▶ [Directives]:
1) In the cocoa labor article below, how many children work on cocoa farms in Ivory Coast and Ghana?
2) Carry on the article about child labor in Ivory Coast's cocoa industry, starting right after its final sentence.

▶ [Provided text]:
This year human rights advocates are harnessing the political crisis in Ivory Coast, the world’s largest cocoa producer, to add momentum to an ongoing campaign to force the world’s chocolate makers to improve their labor practices.

Supporters of the internationally recognized winner of Ivory Coast’s election also have pushed for a cocoa ban in an effort to financially strangle incumbent leader Laurent Gbagbo, who the U.N. says lost the November election.

“It’s clear that the taxes that come from cocoa go directly to keeping Gbagbo in power. That’s why we called for an export ban and it seems to be working,” said Patrick Achi, spokesman for internationally recognized winner Alassane Ouattara, who is now trying to run the country from a hotel.

Years of campaigning by “fair trade” consumers already have forced chocolate makers to sign onto to agreements to help clean up the cocoa supply chain. But little has changed in the decade since the U.S. Congress passed the Harkin-Engel Protocol to introduce a “no child slavery” label for chocolate marketed in the United States.

Some 1.8 million children aged 5 to 17 years work on cocoa farms in Ivory Coast and Ghana, according to the fourth annual report produced by Tulane University under contract to the U.S. Department of Labor to monitor progress in the protocol.

The report says 40 percent of the 820,000 children working in cocoa in Ivory Coast are not enrolled in school, and only about 5 percent of the Ivorian children are paid for their work.

“These companies are getting incredible profits while often the farmers are getting really pennies,” said Emira Woods, co-director of Foreign Policy in Focus at the Institute for Policy Studies, a Washington-based think tank.

Campaigns recently have begun targeting The Hershey Company because it is the only major chocolate producer in the world that hasn’t made a commitment to use certified cocoa, activists say. Hershey’s, though, says it is working to improve lives in local communities.

▶ [Extracted information]:
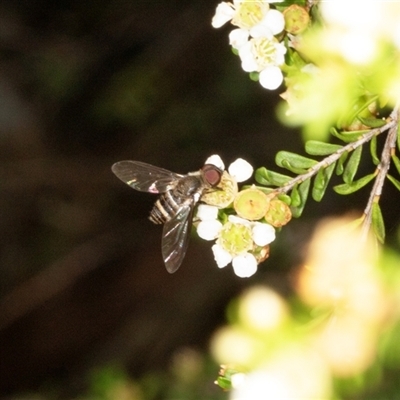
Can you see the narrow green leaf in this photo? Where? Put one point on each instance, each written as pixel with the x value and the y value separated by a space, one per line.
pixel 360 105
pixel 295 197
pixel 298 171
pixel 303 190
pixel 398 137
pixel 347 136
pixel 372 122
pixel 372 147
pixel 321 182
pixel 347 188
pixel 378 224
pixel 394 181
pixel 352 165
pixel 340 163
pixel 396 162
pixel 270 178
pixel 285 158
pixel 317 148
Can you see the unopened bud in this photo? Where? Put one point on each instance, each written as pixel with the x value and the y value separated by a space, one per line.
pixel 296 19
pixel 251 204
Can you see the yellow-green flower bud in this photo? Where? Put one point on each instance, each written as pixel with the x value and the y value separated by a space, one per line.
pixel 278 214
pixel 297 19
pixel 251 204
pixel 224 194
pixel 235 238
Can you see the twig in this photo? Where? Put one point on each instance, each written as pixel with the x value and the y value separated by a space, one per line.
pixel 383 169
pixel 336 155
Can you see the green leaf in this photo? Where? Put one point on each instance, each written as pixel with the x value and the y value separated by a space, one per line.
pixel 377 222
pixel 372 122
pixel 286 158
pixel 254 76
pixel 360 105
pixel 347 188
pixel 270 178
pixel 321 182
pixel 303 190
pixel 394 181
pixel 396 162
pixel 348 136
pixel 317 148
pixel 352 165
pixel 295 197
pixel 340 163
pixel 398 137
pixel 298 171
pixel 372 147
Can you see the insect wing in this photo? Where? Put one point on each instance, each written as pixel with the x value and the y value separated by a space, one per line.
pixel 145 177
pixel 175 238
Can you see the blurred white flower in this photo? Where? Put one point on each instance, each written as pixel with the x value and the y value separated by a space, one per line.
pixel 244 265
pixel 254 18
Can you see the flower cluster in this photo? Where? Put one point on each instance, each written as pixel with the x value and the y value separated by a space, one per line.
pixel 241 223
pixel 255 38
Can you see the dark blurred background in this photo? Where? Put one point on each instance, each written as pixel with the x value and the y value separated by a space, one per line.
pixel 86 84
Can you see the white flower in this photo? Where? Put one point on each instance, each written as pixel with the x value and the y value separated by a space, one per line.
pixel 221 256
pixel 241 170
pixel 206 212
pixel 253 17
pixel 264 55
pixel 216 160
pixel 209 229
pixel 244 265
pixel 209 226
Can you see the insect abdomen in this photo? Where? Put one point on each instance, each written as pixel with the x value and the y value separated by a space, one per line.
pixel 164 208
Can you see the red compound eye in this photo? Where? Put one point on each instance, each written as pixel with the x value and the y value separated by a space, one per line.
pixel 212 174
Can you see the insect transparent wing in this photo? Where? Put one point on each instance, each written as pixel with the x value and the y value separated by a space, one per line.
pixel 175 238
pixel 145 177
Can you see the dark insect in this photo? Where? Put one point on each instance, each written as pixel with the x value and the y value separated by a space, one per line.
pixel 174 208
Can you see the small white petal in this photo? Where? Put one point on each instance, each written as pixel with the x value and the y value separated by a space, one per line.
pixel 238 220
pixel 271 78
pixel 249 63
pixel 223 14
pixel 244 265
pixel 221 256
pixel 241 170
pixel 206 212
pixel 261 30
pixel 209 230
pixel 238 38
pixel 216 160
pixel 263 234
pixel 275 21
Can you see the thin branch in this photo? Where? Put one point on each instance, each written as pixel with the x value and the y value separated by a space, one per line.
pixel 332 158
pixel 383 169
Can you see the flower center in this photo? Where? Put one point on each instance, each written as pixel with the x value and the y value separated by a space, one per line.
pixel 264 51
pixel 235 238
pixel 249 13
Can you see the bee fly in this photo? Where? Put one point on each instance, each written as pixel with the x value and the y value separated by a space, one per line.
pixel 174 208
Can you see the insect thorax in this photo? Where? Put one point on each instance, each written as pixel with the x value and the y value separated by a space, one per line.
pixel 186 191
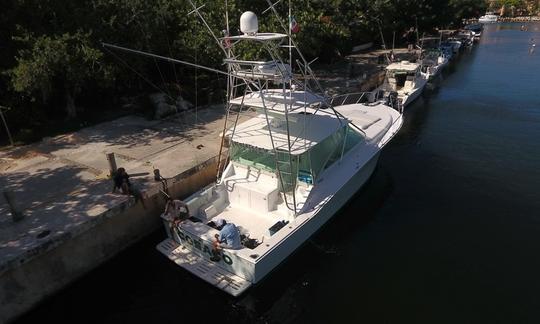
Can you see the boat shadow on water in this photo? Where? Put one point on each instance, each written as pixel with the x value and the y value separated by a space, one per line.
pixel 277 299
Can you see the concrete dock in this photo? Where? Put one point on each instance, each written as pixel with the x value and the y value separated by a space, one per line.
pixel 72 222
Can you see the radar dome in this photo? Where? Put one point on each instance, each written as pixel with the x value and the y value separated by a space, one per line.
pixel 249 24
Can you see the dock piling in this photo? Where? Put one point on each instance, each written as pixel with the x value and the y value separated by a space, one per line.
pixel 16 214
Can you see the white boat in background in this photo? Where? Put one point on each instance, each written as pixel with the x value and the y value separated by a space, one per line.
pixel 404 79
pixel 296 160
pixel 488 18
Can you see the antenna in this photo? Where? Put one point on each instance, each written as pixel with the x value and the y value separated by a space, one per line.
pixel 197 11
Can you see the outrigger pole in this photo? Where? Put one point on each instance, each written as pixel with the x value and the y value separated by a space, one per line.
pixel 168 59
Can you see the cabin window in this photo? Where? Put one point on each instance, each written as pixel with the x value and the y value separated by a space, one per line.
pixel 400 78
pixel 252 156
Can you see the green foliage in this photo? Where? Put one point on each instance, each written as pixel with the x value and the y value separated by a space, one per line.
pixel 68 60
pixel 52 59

▶ [Per-task outputs]:
1) Some 1.8 million children aged 5 to 17 years.

2)
“Our focus is on-the-ground programs that promote sustainable livelihoods in West Africa,” said Hershey’s spokesman Kirk Saville. “Hershey’s support for cocoa communities goes back more than 50 years. We have helped to develop more productive agriculture practices, to build educational and community resources and to eliminate exploitative labor practices.”

But the Tulane University report on child labor in cocoa farms in Ivory Coast and Ghana found chocolate makers have reached less than 4 percent of cocoa-growing communities in Ivory Coast and less than 14 percent of communities in Ghana.

“The industry has invested far more in programs in Ghana, where the worst abuses are not quite as prevalent as in the Ivory Coast,” said Timothy Newman, campaigns director of the Washington D.C.-based International Labor Rights Forum.

Newman also said children from the neighboring countries of Mali and Burkina Faso also continue to be trafficked to Ivorian farms, where 40 percent of the world’s cocoa is produced.

Ivorian government statistics indicate that more than 37,000 children are forced to work, according to the U.N. International Labor Organization’s Alexandre Soho, senior program officer for Africa on the elimination of child labor.

The industry says it has spent more than $75 million to support implementation of a cocoa certification system. However, the Tulane study found partners on the ground received only $5.5 million between 2001 and 2009, and that those working in Ivory Coast received only $1.2 million from the industry.

Activists argue that the answer is simple: pay farmers more and they will be able to afford to send their kids to school instead of to work. Most children are put to work on small family plots, often wielding dangerous tools like machetes and using hazardous substances such as insecticides.

But critics say that a chocolate boycott only hurts the farmers and their families, who are trying to make a living even if the wages are not “fair trade” ones.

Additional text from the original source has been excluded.